Excerpts from a dataset
··········

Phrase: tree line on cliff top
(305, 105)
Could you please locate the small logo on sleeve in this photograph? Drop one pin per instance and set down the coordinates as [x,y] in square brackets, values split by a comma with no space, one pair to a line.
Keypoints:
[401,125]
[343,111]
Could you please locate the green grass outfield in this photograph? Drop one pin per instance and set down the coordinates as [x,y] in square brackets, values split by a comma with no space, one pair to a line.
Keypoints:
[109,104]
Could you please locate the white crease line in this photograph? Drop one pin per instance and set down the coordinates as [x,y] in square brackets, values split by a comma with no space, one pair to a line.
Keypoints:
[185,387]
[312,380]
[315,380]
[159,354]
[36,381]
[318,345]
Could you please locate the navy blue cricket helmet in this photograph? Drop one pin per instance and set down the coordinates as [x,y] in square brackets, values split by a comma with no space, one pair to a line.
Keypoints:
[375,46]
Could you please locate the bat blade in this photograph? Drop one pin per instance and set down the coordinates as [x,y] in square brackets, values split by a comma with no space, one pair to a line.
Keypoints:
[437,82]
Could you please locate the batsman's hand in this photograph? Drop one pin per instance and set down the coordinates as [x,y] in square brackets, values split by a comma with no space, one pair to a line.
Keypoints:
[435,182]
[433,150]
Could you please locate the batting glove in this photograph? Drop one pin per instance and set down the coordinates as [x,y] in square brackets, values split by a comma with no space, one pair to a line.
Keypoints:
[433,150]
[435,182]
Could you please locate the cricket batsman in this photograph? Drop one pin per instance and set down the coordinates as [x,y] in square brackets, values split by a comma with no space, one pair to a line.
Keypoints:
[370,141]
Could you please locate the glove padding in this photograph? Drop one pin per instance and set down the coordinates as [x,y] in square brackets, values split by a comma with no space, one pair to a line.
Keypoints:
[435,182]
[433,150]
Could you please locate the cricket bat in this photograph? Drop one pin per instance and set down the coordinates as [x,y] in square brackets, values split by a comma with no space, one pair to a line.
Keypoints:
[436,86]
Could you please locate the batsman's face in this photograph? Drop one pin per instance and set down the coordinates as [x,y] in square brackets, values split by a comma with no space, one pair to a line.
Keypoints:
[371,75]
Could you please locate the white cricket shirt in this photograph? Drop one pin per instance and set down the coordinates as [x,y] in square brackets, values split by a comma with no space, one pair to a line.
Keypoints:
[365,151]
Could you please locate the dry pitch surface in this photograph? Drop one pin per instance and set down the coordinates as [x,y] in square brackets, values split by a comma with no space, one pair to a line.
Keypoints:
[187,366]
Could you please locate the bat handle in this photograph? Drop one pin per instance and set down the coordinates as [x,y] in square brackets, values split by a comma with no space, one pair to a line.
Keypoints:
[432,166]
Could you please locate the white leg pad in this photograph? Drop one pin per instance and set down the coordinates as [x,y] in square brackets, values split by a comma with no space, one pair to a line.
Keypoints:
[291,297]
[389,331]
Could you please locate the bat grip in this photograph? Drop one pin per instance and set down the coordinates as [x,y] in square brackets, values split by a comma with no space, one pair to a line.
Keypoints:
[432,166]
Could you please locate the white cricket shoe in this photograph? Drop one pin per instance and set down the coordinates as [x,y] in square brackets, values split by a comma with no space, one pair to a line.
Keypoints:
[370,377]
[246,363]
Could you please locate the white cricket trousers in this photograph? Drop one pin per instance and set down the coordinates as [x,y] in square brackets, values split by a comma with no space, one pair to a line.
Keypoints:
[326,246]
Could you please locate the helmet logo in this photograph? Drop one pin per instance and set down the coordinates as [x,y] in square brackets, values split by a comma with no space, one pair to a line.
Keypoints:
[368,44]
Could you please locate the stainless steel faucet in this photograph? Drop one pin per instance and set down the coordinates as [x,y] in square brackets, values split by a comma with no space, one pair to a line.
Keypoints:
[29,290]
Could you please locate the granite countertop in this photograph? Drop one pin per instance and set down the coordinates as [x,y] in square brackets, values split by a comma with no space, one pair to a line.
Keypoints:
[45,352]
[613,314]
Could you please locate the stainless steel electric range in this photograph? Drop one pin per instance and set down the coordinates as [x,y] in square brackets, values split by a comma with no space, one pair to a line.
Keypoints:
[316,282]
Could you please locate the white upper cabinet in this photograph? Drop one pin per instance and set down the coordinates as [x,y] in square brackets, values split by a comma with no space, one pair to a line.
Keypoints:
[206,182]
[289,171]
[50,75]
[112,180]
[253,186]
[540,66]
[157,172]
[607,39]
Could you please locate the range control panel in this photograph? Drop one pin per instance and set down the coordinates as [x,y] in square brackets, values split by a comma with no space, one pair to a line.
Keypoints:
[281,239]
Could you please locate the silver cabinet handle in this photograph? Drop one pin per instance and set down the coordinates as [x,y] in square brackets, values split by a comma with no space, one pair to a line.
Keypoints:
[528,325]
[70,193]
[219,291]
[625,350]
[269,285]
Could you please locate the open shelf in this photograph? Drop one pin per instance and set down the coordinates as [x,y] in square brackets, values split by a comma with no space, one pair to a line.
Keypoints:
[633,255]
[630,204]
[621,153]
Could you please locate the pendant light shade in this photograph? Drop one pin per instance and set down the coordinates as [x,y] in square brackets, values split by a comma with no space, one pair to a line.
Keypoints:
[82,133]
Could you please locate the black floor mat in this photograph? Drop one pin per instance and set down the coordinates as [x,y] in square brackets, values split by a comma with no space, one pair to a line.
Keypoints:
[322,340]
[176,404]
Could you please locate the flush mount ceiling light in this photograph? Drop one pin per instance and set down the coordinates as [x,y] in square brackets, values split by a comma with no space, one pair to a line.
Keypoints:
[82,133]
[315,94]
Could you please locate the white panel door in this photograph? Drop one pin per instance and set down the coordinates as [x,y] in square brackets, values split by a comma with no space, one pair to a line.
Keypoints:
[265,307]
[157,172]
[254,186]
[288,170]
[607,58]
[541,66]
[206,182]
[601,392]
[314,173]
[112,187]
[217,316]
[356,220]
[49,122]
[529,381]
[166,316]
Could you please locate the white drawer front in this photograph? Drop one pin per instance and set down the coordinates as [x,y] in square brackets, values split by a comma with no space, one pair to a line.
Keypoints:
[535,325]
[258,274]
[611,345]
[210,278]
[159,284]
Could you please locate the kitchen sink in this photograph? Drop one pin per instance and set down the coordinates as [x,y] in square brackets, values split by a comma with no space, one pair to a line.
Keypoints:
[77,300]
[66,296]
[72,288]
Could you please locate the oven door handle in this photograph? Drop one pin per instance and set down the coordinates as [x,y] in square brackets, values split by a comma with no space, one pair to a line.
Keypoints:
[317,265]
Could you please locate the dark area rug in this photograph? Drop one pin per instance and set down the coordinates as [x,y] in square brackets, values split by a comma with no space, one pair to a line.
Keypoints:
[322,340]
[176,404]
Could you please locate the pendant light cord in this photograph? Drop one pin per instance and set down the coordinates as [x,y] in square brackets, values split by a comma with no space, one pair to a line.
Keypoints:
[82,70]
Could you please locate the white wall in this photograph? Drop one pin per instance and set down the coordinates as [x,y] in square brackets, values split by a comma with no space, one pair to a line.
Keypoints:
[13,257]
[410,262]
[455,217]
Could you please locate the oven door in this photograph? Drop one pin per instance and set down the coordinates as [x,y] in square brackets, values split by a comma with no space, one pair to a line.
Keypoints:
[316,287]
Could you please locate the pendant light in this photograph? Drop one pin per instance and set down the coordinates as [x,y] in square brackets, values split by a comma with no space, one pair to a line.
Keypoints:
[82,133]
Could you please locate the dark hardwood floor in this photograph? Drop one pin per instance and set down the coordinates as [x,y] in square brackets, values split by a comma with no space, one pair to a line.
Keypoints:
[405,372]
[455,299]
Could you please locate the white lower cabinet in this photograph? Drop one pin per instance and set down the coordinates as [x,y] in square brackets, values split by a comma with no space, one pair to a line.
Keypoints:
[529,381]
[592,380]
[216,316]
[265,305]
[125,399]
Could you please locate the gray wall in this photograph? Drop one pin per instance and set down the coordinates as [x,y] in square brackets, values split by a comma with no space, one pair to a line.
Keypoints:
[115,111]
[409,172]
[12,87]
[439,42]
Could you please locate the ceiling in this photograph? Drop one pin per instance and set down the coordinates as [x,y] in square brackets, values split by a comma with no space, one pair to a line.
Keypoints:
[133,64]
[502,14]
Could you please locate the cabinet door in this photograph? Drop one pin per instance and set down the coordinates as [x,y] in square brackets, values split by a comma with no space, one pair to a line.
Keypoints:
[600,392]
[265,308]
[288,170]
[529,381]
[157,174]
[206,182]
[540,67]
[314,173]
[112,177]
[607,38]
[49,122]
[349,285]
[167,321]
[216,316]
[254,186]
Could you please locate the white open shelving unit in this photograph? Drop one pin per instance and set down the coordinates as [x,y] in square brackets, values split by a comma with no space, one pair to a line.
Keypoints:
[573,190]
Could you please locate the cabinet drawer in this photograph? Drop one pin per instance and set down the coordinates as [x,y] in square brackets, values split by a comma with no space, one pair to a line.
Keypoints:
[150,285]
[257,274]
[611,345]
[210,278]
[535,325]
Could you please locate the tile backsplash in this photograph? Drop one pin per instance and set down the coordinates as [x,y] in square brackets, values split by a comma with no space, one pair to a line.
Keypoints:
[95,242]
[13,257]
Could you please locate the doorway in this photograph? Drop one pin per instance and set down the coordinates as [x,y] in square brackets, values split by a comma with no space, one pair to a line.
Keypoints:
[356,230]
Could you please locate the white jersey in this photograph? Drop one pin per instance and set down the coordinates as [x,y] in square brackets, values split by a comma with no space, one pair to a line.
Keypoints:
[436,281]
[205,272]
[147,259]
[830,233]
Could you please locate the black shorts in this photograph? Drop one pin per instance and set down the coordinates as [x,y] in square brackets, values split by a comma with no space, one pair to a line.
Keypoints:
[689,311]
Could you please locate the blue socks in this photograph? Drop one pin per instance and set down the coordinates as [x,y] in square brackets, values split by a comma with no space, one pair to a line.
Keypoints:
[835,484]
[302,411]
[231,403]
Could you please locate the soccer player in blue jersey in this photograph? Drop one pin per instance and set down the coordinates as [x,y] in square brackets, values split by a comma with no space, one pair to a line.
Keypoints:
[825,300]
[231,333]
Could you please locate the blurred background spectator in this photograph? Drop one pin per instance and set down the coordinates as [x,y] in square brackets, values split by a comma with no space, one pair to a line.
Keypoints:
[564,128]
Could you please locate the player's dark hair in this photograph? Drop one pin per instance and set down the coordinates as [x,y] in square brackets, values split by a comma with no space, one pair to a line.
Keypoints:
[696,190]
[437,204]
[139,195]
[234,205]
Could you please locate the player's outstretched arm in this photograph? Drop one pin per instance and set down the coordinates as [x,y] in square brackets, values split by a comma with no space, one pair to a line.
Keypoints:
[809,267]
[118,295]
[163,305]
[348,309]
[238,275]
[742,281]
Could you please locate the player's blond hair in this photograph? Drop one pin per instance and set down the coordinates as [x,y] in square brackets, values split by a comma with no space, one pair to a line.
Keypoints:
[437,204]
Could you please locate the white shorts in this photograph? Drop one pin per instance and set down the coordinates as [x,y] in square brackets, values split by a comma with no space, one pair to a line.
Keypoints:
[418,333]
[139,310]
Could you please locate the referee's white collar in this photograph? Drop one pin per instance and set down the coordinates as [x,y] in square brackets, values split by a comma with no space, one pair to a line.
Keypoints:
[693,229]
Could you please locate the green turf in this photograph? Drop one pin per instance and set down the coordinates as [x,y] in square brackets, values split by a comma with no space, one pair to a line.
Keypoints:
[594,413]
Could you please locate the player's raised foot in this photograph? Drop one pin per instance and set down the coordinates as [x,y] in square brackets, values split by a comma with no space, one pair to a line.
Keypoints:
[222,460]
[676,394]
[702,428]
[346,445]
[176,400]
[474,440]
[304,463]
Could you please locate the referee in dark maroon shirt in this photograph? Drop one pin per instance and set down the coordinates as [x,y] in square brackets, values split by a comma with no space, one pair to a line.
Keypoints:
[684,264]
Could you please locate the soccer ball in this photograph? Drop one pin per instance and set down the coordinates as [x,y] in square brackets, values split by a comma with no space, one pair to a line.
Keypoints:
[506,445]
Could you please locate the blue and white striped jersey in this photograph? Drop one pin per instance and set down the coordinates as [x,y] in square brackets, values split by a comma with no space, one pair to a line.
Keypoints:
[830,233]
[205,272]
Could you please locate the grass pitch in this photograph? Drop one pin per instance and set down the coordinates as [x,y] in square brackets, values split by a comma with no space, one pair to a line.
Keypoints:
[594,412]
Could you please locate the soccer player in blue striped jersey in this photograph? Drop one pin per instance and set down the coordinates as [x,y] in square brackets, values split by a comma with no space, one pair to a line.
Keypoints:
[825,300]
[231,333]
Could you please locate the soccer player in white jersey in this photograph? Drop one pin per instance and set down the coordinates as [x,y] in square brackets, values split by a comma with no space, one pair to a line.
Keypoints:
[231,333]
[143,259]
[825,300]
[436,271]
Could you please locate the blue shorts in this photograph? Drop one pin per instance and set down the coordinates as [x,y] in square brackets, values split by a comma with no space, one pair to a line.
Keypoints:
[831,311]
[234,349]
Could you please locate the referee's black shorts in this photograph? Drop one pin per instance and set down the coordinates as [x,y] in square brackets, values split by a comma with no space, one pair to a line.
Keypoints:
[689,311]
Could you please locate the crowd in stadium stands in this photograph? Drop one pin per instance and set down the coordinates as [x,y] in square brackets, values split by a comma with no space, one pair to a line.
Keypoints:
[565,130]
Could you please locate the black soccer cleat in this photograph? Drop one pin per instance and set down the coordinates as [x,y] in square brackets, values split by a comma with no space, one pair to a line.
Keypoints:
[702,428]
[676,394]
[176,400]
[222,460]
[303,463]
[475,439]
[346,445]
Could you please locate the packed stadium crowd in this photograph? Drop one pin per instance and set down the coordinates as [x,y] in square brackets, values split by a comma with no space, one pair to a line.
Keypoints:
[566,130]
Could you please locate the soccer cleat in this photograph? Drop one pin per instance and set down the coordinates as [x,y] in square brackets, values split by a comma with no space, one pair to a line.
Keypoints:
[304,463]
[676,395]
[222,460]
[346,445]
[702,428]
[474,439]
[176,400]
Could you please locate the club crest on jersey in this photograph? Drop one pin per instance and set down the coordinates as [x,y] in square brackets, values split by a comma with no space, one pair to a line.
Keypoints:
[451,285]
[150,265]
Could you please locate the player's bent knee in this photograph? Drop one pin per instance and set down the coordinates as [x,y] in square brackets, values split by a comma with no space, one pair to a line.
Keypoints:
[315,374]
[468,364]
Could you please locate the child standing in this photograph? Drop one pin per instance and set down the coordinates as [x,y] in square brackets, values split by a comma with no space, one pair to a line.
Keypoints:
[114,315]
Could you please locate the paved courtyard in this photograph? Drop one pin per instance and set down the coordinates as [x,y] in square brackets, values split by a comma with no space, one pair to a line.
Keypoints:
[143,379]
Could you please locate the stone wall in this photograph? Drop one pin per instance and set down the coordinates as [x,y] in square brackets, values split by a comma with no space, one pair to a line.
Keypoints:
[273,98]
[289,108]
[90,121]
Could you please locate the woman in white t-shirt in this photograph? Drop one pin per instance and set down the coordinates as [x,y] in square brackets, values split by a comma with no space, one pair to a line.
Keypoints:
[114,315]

··········

* [Exercise aim] Your task is to copy each line of the data above that holds "hair".

* [Exercise solution]
Could you please locate the player's dark hair in this photograph? Drop one pin per instance and set down the coordinates as [x,y] in square brackets, values split by a comma with no space, one pair to a line.
Could you please locate the player's blond hair in this photograph? Drop one pin per instance and set down the coordinates as [x,y] in square brackets, values split by a comma with no space, one pair to a line.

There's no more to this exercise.